* Activity: Beneath this instruction is a listing; print exactly the lines in it starting at the line that contains "shown by (210,299)." and going through the line that contains "shown by (98,292).".

* Given data:

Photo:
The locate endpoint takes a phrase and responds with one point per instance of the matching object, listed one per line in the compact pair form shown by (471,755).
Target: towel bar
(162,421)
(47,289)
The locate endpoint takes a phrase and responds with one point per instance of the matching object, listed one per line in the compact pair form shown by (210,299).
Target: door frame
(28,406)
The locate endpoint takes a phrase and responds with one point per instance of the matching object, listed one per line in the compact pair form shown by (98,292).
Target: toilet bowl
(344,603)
* * *
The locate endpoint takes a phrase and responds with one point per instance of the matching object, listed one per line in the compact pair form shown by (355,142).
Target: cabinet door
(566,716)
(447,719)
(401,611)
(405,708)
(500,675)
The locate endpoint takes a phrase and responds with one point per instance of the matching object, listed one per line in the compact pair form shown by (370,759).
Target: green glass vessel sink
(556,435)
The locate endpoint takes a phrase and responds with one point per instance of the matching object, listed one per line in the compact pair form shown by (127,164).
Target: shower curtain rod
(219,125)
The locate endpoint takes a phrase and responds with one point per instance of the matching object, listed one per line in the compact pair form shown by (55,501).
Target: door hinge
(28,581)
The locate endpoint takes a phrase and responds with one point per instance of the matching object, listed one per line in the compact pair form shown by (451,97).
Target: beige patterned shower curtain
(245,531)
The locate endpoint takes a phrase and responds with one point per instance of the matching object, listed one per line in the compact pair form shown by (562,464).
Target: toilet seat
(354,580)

* Written response:
The locate endpoint takes a phrase and responds with one point per instance of the matching object, listed one per line in the compact pair form shown by (210,299).
Target: door frame
(28,406)
The locate endpoint takes a phrase and responds with one point per instance of the matching object, listed one per line in the compact pair form shown by (98,292).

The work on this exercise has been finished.